══ Material for this task

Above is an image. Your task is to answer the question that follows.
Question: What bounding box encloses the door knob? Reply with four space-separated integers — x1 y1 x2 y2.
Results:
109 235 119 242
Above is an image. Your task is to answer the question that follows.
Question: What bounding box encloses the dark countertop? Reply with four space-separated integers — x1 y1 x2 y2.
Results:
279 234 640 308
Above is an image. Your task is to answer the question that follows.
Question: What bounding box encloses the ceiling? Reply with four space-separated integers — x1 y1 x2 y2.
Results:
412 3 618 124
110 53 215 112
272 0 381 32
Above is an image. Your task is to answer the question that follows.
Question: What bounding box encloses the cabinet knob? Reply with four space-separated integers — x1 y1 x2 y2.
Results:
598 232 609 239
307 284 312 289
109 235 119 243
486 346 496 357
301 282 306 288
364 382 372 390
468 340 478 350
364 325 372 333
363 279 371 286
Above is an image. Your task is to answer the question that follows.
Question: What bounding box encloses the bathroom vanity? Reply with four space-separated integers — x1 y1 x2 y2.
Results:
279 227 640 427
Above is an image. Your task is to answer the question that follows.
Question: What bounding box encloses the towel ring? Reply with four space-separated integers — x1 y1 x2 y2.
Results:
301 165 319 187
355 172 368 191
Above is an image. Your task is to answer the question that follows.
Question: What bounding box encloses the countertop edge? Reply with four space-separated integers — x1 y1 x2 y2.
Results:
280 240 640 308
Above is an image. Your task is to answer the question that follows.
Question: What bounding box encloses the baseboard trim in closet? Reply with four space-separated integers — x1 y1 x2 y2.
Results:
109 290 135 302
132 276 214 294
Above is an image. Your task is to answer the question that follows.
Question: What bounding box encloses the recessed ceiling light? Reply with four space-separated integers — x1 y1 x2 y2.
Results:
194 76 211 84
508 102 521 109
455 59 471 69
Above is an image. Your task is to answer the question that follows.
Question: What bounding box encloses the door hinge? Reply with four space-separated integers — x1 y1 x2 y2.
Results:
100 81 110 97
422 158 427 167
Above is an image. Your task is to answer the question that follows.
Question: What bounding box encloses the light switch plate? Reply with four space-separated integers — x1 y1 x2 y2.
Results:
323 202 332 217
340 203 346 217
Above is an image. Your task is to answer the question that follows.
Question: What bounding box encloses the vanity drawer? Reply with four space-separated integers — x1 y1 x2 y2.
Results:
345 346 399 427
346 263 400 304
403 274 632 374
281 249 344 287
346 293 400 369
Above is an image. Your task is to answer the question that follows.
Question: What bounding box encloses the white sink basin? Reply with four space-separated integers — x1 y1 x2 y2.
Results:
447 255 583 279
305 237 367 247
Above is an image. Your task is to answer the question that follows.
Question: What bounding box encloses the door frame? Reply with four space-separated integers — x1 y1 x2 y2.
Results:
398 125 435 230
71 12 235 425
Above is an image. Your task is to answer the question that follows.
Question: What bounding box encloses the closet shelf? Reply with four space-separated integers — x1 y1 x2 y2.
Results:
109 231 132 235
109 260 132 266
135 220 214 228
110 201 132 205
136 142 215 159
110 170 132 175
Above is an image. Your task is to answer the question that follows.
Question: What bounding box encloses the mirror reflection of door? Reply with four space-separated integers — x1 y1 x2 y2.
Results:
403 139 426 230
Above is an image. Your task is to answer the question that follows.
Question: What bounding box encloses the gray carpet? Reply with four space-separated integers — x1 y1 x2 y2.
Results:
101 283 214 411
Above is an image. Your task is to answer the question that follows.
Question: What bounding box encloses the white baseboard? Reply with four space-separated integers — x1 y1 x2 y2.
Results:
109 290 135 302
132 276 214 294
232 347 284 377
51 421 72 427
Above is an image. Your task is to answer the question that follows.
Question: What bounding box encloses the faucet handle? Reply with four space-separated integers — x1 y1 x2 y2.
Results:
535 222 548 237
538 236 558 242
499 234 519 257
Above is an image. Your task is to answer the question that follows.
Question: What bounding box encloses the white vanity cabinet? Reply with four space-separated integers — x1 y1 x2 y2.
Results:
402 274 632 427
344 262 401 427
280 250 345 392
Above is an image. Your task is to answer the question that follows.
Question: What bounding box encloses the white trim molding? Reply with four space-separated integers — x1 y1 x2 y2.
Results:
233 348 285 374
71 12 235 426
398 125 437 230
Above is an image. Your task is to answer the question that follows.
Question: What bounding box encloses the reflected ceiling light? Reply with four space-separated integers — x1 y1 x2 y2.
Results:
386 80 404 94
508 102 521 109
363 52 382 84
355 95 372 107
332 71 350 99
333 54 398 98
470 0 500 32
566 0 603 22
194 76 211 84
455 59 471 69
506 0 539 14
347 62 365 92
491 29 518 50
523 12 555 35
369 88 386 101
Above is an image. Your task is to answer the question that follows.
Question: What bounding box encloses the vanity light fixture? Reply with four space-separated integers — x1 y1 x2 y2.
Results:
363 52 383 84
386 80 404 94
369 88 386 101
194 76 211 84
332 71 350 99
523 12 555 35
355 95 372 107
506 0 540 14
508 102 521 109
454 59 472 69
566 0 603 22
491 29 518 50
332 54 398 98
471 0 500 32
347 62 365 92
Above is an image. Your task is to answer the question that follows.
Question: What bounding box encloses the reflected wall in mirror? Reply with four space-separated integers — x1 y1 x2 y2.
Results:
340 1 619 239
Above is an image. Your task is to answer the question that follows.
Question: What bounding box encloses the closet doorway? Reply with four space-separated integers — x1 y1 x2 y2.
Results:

════

### Assignment
What is needed is the number of lines in the data that contain "countertop", given with nothing else.

### Solved exercise
2